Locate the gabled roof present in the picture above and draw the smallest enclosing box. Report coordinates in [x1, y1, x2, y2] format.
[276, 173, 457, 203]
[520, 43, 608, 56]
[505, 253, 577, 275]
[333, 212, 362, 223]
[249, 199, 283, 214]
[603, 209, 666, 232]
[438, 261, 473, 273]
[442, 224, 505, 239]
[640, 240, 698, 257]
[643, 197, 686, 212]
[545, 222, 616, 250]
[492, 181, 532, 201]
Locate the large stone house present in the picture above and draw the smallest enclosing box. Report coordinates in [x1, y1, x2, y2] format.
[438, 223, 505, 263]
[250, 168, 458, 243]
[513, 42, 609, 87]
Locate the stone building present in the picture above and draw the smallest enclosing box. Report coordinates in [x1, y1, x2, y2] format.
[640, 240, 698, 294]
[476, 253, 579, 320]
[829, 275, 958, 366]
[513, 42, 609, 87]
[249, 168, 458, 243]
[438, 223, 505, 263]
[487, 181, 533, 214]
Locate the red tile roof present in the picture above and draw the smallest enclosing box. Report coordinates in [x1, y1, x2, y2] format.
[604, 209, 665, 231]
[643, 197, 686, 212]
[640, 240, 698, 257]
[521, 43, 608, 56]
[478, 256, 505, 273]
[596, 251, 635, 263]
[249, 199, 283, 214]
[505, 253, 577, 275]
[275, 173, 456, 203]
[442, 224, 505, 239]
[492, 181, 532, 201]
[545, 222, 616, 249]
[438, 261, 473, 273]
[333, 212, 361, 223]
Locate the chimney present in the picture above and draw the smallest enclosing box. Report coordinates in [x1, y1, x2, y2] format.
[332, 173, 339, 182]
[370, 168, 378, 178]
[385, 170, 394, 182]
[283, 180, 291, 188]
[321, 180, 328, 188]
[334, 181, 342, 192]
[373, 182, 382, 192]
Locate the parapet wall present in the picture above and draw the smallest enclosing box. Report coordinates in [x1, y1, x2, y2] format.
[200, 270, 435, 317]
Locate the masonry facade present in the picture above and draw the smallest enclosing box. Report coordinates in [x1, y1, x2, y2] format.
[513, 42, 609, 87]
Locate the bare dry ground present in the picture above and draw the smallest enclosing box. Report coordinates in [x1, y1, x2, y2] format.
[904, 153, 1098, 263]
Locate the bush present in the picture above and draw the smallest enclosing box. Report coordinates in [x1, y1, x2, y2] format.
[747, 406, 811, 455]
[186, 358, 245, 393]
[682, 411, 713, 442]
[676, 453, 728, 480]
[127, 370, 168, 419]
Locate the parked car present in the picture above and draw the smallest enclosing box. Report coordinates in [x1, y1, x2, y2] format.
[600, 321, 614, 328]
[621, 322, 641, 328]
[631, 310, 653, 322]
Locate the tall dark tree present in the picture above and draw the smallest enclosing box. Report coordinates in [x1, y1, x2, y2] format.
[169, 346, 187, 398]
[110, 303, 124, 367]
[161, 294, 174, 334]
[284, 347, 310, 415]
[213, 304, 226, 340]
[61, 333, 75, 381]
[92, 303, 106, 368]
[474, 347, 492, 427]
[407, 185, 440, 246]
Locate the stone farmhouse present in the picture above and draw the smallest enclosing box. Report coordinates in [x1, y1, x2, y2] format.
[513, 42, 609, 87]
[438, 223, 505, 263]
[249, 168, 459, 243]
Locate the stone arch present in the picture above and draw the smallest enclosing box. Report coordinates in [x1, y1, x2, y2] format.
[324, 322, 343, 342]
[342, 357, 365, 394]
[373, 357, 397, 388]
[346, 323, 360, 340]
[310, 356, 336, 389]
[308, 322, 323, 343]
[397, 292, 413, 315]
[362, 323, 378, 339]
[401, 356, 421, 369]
________
* **Problem**
Copy out precisely those lines which run from the one containing "Locate the stone arch" to the end of the material.

* **Response area**
Locate the stone arch present in the picture above and draw the smallest enclosing box. Report coordinates in [x1, y1, x2, y2] format.
[324, 322, 343, 342]
[342, 357, 365, 394]
[373, 357, 397, 388]
[346, 323, 360, 340]
[310, 356, 336, 389]
[308, 322, 323, 343]
[397, 292, 413, 315]
[362, 323, 378, 339]
[401, 356, 421, 369]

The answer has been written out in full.